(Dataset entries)

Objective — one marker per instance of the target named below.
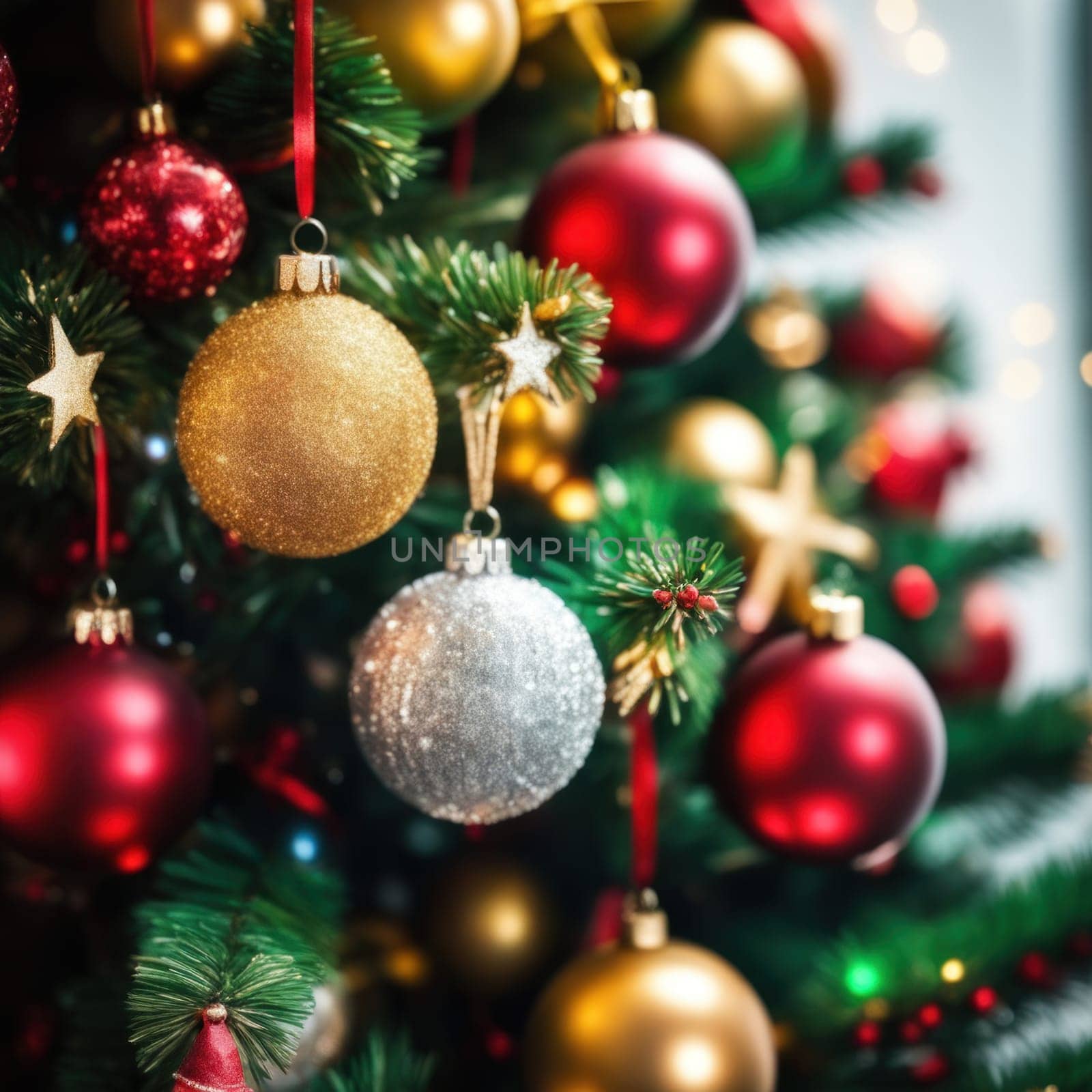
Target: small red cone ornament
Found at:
(213, 1063)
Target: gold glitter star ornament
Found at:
(68, 382)
(307, 422)
(528, 355)
(782, 528)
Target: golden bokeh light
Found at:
(576, 500)
(1032, 324)
(1021, 379)
(899, 16)
(926, 53)
(953, 971)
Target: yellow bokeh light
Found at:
(1032, 324)
(507, 923)
(897, 16)
(549, 473)
(1021, 379)
(1087, 369)
(953, 970)
(575, 502)
(216, 21)
(926, 53)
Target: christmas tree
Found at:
(463, 628)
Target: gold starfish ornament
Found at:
(782, 529)
(68, 382)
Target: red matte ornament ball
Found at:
(920, 452)
(864, 176)
(983, 652)
(105, 758)
(826, 751)
(167, 218)
(9, 100)
(915, 592)
(663, 227)
(931, 1015)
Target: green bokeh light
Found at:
(862, 979)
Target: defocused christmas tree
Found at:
(737, 593)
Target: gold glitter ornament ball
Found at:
(307, 422)
(447, 57)
(192, 38)
(649, 1015)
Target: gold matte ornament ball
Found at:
(191, 38)
(740, 92)
(650, 1017)
(307, 422)
(447, 57)
(717, 440)
(491, 924)
(637, 27)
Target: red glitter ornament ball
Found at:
(828, 751)
(167, 218)
(105, 757)
(9, 100)
(664, 229)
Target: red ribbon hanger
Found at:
(303, 106)
(644, 789)
(145, 20)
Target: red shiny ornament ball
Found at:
(931, 1069)
(885, 336)
(917, 449)
(931, 1015)
(167, 218)
(105, 757)
(664, 229)
(925, 179)
(867, 1033)
(827, 751)
(983, 652)
(910, 1031)
(915, 592)
(1037, 970)
(864, 176)
(9, 100)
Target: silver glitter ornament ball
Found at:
(476, 693)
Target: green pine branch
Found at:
(363, 127)
(986, 742)
(388, 1063)
(650, 591)
(131, 388)
(246, 930)
(898, 953)
(456, 305)
(816, 194)
(96, 1054)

WHAT TO WORK ON -
Copy out every line above, keeping the worded lines unchanged, and offset each coordinate value in the points by 138. Omit the picture from your copy.

THE RESPONSE -
Objective — one marker per instance of the target named below.
Target: small red cone ornament
Found at:
(351, 1201)
Target: gold glitter star ornament
Found at:
(206, 520)
(445, 560)
(666, 493)
(920, 666)
Target: golden bokeh light
Found at:
(714, 638)
(1170, 462)
(1159, 517)
(1037, 154)
(1064, 191)
(1091, 1109)
Target: yellow bokeh light
Found at:
(1170, 462)
(645, 1061)
(1035, 154)
(687, 611)
(1159, 517)
(1225, 507)
(1091, 1108)
(713, 640)
(354, 159)
(1064, 191)
Target: christmas tree
Found at:
(601, 766)
Target: gold starfish ornament
Found at:
(920, 667)
(206, 520)
Target: red matte ornament ball
Found at:
(1058, 590)
(1002, 314)
(1121, 790)
(243, 896)
(964, 889)
(305, 356)
(147, 238)
(1053, 730)
(801, 365)
(1069, 1153)
Target: green bokeh light
Found at:
(1000, 1117)
Target: defocused christmas tree
Found at:
(875, 731)
Target: gold glitter ornament ball
Found at:
(445, 560)
(585, 195)
(330, 176)
(787, 1153)
Target: gold matte ornament ball
Found at:
(329, 176)
(878, 230)
(788, 1155)
(445, 560)
(585, 195)
(855, 578)
(629, 1062)
(775, 165)
Target: red glitter ornament ball
Found at:
(966, 889)
(305, 356)
(243, 895)
(147, 238)
(802, 367)
Target: red ribbon hanger
Found at:
(441, 244)
(782, 927)
(283, 158)
Target: red shiny ornament ball
Found at:
(1069, 1207)
(1023, 474)
(1055, 587)
(1069, 1153)
(305, 356)
(243, 895)
(802, 367)
(1063, 317)
(1005, 1171)
(965, 889)
(1121, 790)
(1048, 1169)
(1053, 730)
(1175, 1108)
(1002, 314)
(147, 238)
Target: silver glitter ornament ball
Found at:
(614, 831)
Target: green pine branch
Found at:
(501, 265)
(1124, 880)
(526, 1201)
(788, 729)
(269, 526)
(384, 1068)
(1036, 1091)
(594, 443)
(954, 332)
(234, 1192)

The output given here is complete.